§ Job
Rewrite the items from the start through the line containing "[1110, 766, 1191, 896]", replacing every "Study" with "Examine" and leaving everything else unchanged.
___ Records to use
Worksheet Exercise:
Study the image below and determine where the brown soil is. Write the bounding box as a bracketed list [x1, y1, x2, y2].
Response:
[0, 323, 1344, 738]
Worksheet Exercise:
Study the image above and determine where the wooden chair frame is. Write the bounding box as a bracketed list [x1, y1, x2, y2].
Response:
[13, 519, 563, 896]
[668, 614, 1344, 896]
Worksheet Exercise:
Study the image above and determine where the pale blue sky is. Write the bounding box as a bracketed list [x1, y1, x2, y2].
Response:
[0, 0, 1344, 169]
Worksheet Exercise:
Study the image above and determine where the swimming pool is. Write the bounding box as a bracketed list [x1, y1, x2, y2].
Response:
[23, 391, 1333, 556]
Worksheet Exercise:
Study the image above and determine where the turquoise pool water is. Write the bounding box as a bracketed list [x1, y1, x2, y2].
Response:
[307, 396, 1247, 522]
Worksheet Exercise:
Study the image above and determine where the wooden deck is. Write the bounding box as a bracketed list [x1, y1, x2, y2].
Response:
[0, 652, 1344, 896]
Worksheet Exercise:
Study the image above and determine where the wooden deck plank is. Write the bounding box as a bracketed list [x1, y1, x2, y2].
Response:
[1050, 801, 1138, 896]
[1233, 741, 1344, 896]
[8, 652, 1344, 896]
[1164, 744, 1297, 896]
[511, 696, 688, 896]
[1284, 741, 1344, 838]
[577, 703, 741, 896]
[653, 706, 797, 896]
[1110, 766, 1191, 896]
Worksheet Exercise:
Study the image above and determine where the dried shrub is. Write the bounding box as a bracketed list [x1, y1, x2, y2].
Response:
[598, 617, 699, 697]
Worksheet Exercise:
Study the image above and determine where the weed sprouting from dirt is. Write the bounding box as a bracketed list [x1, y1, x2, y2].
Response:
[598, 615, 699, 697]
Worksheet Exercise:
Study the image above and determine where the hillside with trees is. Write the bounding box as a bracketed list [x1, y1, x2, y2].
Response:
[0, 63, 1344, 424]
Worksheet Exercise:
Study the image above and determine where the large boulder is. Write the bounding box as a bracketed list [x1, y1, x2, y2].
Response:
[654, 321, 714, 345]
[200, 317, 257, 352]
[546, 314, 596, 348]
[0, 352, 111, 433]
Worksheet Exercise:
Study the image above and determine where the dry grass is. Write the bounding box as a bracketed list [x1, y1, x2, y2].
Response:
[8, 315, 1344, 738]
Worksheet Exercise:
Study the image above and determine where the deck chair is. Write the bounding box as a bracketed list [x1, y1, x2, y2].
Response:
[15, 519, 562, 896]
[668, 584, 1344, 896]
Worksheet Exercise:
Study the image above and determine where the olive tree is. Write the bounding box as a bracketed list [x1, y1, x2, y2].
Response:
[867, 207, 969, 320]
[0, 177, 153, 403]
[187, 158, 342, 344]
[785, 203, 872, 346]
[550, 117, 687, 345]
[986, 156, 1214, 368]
______
§ Expected answer
Worksheet Exercise:
Examine the image below and determine where the brown soil is. Write the bounding box as a bracketed list [x1, y1, x2, y2].
Response:
[0, 323, 1344, 738]
Worksheet Exercise:
Examine the image above and determine where the wooden chair frame is. Write the bounding box as a bracketed list [x1, y1, x2, y2].
Response:
[13, 519, 563, 896]
[668, 614, 1344, 896]
Worksheet Exercise:
Examine the image above and determine where the pale blue sky is. Write the bounding box as a bracketed list [x1, y1, x2, y2].
Response:
[0, 0, 1344, 169]
Worksheet Exercise:
Examine the image above and determine where the swimming pool is. Write the bounding box as a bracketed list [x1, y1, x2, y2].
Response:
[23, 391, 1333, 556]
Worksheet Exercise:
Examine the image above and determine where the turquoise pool water is. Write the bounding box as a bracketed list [x1, y1, x2, y2].
Response:
[307, 396, 1247, 522]
Worksheet Exercise:
Examine the image above and determine where the wooden deck is. Write the bounding box as a bracketed list [x1, y1, x2, y2].
Response:
[0, 652, 1344, 896]
Worksheet Exercise:
Examine the image above and determine where the wooden deck plank is. Write the bounding box as a bracketed list [x1, y1, x2, y2].
Response:
[1050, 801, 1138, 896]
[1233, 741, 1344, 896]
[8, 652, 1344, 896]
[1164, 744, 1297, 896]
[511, 696, 688, 896]
[1284, 741, 1344, 838]
[577, 703, 741, 896]
[653, 706, 797, 896]
[1110, 766, 1191, 896]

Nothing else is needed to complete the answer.